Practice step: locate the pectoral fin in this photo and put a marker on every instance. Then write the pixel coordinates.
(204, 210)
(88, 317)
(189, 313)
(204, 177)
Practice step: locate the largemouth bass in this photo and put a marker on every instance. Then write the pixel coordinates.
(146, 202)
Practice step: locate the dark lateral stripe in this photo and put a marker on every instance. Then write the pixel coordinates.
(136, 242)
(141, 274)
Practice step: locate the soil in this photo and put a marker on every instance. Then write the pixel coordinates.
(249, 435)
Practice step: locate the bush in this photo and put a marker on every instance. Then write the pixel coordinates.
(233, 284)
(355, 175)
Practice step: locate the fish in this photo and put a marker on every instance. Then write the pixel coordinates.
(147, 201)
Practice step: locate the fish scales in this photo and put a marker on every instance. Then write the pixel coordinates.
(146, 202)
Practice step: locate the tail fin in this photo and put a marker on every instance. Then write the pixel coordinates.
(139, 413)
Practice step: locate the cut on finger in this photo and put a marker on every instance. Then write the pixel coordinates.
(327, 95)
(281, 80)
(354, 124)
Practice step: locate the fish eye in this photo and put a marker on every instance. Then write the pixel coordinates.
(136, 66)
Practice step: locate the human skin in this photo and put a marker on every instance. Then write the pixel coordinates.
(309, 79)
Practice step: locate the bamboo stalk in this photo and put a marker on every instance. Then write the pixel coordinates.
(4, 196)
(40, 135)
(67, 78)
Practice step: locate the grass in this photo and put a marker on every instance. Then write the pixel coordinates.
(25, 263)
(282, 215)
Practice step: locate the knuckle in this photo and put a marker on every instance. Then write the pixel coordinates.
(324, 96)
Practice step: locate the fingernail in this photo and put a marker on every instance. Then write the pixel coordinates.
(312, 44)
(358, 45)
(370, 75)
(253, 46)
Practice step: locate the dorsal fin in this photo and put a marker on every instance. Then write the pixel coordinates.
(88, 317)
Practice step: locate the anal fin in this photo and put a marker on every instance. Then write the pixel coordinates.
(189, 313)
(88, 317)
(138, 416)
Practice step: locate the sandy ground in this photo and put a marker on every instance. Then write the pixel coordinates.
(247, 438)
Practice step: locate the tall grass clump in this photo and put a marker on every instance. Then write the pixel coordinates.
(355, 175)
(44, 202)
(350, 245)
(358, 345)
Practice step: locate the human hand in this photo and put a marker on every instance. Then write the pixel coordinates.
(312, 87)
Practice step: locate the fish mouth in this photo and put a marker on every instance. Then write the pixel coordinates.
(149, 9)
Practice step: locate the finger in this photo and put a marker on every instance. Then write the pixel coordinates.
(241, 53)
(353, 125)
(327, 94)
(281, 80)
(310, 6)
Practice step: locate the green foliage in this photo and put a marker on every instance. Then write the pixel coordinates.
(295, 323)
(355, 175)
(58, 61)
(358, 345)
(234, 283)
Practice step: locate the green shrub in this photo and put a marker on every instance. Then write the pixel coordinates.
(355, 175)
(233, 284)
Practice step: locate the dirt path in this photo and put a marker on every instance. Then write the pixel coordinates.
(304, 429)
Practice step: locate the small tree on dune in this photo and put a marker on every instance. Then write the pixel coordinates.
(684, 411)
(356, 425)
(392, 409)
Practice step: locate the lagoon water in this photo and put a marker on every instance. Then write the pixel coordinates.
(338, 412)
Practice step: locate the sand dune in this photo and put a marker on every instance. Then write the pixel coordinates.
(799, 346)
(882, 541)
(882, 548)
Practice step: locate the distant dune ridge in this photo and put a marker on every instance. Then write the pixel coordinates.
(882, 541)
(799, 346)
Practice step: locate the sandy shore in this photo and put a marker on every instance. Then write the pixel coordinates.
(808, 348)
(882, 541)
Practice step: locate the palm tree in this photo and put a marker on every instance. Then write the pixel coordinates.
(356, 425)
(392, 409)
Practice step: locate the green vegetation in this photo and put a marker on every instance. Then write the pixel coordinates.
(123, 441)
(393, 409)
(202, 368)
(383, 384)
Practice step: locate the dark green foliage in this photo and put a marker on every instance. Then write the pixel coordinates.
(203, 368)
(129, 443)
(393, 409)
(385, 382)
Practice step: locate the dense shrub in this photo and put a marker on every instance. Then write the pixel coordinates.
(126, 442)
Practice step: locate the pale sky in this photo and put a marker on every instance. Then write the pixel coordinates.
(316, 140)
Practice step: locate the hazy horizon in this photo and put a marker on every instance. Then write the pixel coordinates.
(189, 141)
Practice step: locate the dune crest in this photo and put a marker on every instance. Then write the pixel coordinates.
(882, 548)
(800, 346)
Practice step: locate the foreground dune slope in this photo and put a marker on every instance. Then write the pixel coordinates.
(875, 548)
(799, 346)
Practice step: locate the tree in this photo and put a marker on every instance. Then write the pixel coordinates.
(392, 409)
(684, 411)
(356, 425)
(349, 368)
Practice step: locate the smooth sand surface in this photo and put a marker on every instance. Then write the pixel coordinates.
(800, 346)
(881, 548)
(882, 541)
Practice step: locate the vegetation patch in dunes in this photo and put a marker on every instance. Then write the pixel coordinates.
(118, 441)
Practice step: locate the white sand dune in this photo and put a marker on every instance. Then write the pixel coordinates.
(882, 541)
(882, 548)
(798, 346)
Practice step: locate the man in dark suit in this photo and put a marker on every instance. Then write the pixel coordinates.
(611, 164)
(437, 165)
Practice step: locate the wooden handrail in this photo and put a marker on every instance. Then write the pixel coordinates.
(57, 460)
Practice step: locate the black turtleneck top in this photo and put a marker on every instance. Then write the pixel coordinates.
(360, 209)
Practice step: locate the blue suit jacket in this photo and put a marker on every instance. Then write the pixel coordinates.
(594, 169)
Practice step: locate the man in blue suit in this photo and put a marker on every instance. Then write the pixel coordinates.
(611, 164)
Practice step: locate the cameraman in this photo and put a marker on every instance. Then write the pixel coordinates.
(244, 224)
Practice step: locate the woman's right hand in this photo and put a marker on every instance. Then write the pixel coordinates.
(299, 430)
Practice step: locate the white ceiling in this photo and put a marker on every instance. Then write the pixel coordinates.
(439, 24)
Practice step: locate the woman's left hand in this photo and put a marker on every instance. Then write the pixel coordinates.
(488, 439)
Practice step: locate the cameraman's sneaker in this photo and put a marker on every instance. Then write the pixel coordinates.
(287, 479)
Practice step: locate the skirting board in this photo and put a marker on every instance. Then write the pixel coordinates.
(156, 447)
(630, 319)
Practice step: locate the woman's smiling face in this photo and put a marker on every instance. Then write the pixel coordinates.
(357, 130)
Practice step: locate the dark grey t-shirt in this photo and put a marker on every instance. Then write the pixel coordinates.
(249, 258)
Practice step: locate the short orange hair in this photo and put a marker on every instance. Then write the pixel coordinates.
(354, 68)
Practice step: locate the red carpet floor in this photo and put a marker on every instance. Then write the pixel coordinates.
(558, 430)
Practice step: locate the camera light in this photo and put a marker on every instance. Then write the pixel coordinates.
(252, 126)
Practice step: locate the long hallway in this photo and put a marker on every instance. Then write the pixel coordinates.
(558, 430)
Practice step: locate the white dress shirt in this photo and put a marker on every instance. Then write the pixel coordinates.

::::::

Stated task - Rewrite all the entries above as one numbered list, leaving out any blank lines.

Exercise solution -
1. Practice step: locate the pectoral fin in this photo and put a marker on every instance. Then write the pixel coordinates.
2. (204, 210)
3. (88, 317)
4. (189, 313)
5. (204, 177)
6. Practice step: locate the largemouth bass in this photo and put a marker on every instance. Then write the pixel coordinates.
7. (146, 202)
8. Practice step: locate the dark lateral stripe in this photo and put a marker on every instance. Then write the pixel coordinates.
9. (136, 242)
10. (141, 274)
11. Practice step: locate the soil in this photo and put a marker on every instance. Then write the pixel coordinates.
12. (249, 435)
13. Practice step: locate the bush in this photo and put a marker on every instance. Then write the pixel coordinates.
14. (233, 284)
15. (355, 175)
16. Practice step: locate the fish in this photo and put a marker on every instance. Then write the pixel coordinates.
17. (147, 201)
18. Practice step: locate the fish scales in this photo and put a marker on every instance. Then write the pixel coordinates.
19. (146, 202)
20. Practice step: locate the tail fin in this photo and put a marker on every instance. Then write the pixel coordinates.
21. (139, 413)
22. Practice step: locate the cut on finger in this photo and put a marker on every instance. Then write the pixel coordinates.
23. (327, 95)
24. (281, 80)
25. (354, 124)
26. Practice step: locate the fish eye in this photo and put a marker on every instance. Then write the pixel coordinates.
27. (136, 66)
28. Practice step: locate the human skin in this photo and put a marker on every instance. Then write the pixel coordinates.
29. (309, 79)
30. Practice step: locate the bamboo stalk in this photo and put a marker on every instance. Then write the pixel coordinates.
31. (4, 196)
32. (40, 135)
33. (67, 78)
34. Practice step: locate the grass in this photo and put a marker on every instance. Then write the pixel coordinates.
35. (25, 263)
36. (282, 215)
37. Practice step: locate the knuckle in this photo and put a marker on every instance. Then write the pixel coordinates.
38. (324, 96)
39. Practice step: locate the fingernail in this photo and put a marker on every instance. Then write the pixel coordinates.
40. (312, 44)
41. (358, 45)
42. (370, 75)
43. (253, 46)
44. Practice step: locate the dorsal fin in this photo and put a marker on every instance. Then write the pixel coordinates.
45. (88, 317)
46. Practice step: locate the anal fin in this photo and put a marker on every instance. Then write the pixel coordinates.
47. (189, 313)
48. (88, 317)
49. (138, 416)
50. Practice step: locate the sandy ground in this photo and put a marker on every instance. Then write the pixel coordinates.
51. (247, 438)
52. Practice step: locate the tall grass clump in this photo and put a marker on every instance. Then write the pixel coordinates.
53. (355, 175)
54. (44, 202)
55. (350, 245)
56. (358, 345)
57. Practice step: locate the human hand in this photo and put a marker on every instance. Then write the pixel coordinates.
58. (312, 87)
59. Practice step: locate the fish mouth in this photo and put a marker on every instance. Then write the pixel coordinates.
60. (149, 9)
61. Practice step: locate the finger in this photo and put a marker on every instance. Then write the pixel coordinates.
62. (241, 53)
63. (353, 125)
64. (327, 94)
65. (281, 80)
66. (310, 6)
67. Practice step: locate the green foliage in this photo and put a marker on every instance. Then write the pixel coordinates.
68. (295, 323)
69. (355, 175)
70. (58, 61)
71. (358, 345)
72. (234, 283)
73. Practice step: locate the green shrub in this photo and put a marker on every instance. Then write the pixel coordinates.
74. (355, 175)
75. (233, 284)
76. Practice step: locate the dirt path in this photo and put a marker on every instance. Then write the pixel coordinates.
77. (304, 429)
78. Practice step: locate the small tree on dune in this photo and put a marker on every instance. Then write the pixel coordinates.
79. (684, 411)
80. (356, 425)
81. (392, 409)
82. Practice step: locate the lagoon water in this photo and put a marker on every instance. Then write the pixel coordinates.
83. (338, 412)
84. Practice step: locate the sand dune in this photo and put a marker on every instance. Then write the pixel coordinates.
85. (799, 346)
86. (882, 541)
87. (882, 548)
88. Practice step: locate the distant dune ridge in this photo and put a marker on every instance. Then write the pixel coordinates.
89. (882, 541)
90. (799, 346)
91. Practice step: locate the sandy shore in this photo and put a marker on every instance. Then write the pixel coordinates.
92. (808, 348)
93. (882, 541)
94. Practice step: locate the palm tree in this photo and put a marker on every instance. Then write the pixel coordinates.
95. (356, 425)
96. (392, 409)
97. Practice step: locate the green vegetation in this photo and put a marker on every instance. Then write the pixel coordinates.
98. (123, 441)
99. (393, 409)
100. (202, 368)
101. (383, 384)
102. Practice step: locate the dark green foliage in this photo and put a marker on every instance. Then write the pixel coordinates.
103. (203, 368)
104. (129, 443)
105. (393, 409)
106. (385, 382)
107. Practice step: locate the dense shrub in this photo and put a marker on every instance. Then write the pixel coordinates.
108. (126, 442)
109. Practice step: locate the pale sky in this photo and put a marker on every instance. Then write the pixel coordinates.
110. (316, 140)
111. Practice step: locate the hazy horizon in this photo and put a marker on every instance. Then write the pixel coordinates.
112. (189, 141)
113. Practice step: locate the dune crest in this photo and put a marker on every instance. Then write the pixel coordinates.
114. (882, 548)
115. (800, 346)
116. Practice step: locate the foreground dune slope in this photo and put a marker on every instance. Then write the pixel coordinates.
117. (875, 548)
118. (799, 346)
119. Practice step: locate the tree in this photo and put a marker on every instance. Then write the pixel coordinates.
120. (392, 409)
121. (684, 411)
122. (356, 425)
123. (349, 368)
124. Practice step: locate the smooth sand surface in this photo and put a marker on every instance. Then write the pixel coordinates.
125. (800, 346)
126. (881, 548)
127. (882, 541)
128. Practice step: locate the vegetation patch in dunes in this photo and put a marker on every instance. Then write the pixel coordinates.
129. (118, 441)
130. Practice step: locate the white sand dune in this photo and put a marker on every instance. Then write the pixel coordinates.
131. (882, 541)
132. (882, 548)
133. (798, 346)
134. Practice step: locate the man in dark suit in this photo and put a marker on every instance. Then write the pixel coordinates.
135. (611, 164)
136. (437, 165)
137. Practice step: locate the wooden handrail in this photo and put a marker on every instance. Then write the pixel coordinates.
138. (57, 460)
139. Practice step: locate the black turtleneck top in this photo and put a marker on every instance. Then write the pixel coordinates.
140. (360, 209)
141. Practice step: locate the blue suit jacket in this photo and put a marker on every instance. Then write the pixel coordinates.
142. (594, 169)
143. Practice step: locate the man in blue suit in this photo and put a marker on every instance. Then write the pixel coordinates.
144. (611, 164)
145. Practice step: locate the cameraman in this photo and put a marker on every instance. Then write the pixel coordinates.
146. (244, 224)
147. Practice step: locate the woman's right hand in this photo and put a marker on every instance. Then write the pixel coordinates.
148. (299, 430)
149. Practice step: locate the white ceiling in this photo and put a marker on every instance. Then write the pixel coordinates.
150. (439, 24)
151. Practice step: locate the woman's left hand in this photo and put a marker on every instance. Then write the pixel coordinates.
152. (488, 439)
153. Practice step: locate the cameraman's sneaker in this photo and put a marker on every instance. Then write the pixel coordinates.
154. (287, 479)
155. Practice step: locate the skirting board in this photo and put a marker on every instance. Then write the pixel coordinates.
156. (156, 447)
157. (630, 319)
158. Practice step: locate the woman's smiling face in this photo and put a marker on every instance. Then write the pixel coordinates.
159. (357, 130)
160. Practice step: locate the dark grey t-shirt in this photo and put a marker on every instance. Then write the pixel coordinates.
161. (249, 258)
162. Practice step: locate the short orange hair in this photo and put a marker on every instance. Then write the pixel coordinates.
163. (354, 68)
164. Practice step: locate the red carpet floor in this photo and put a marker on every instance. Then write the pixel coordinates.
165. (558, 430)
166. Practice step: locate the camera light in this photo and put a marker on every instance. Then write the pixel coordinates.
167. (252, 126)
168. Practice step: locate the long hallway in this photo and put a marker on every instance. Then write the pixel coordinates.
169. (558, 430)
170. Practice step: locate the white dress shirt in this photo and put a marker on every instance. Then write the pixel coordinates.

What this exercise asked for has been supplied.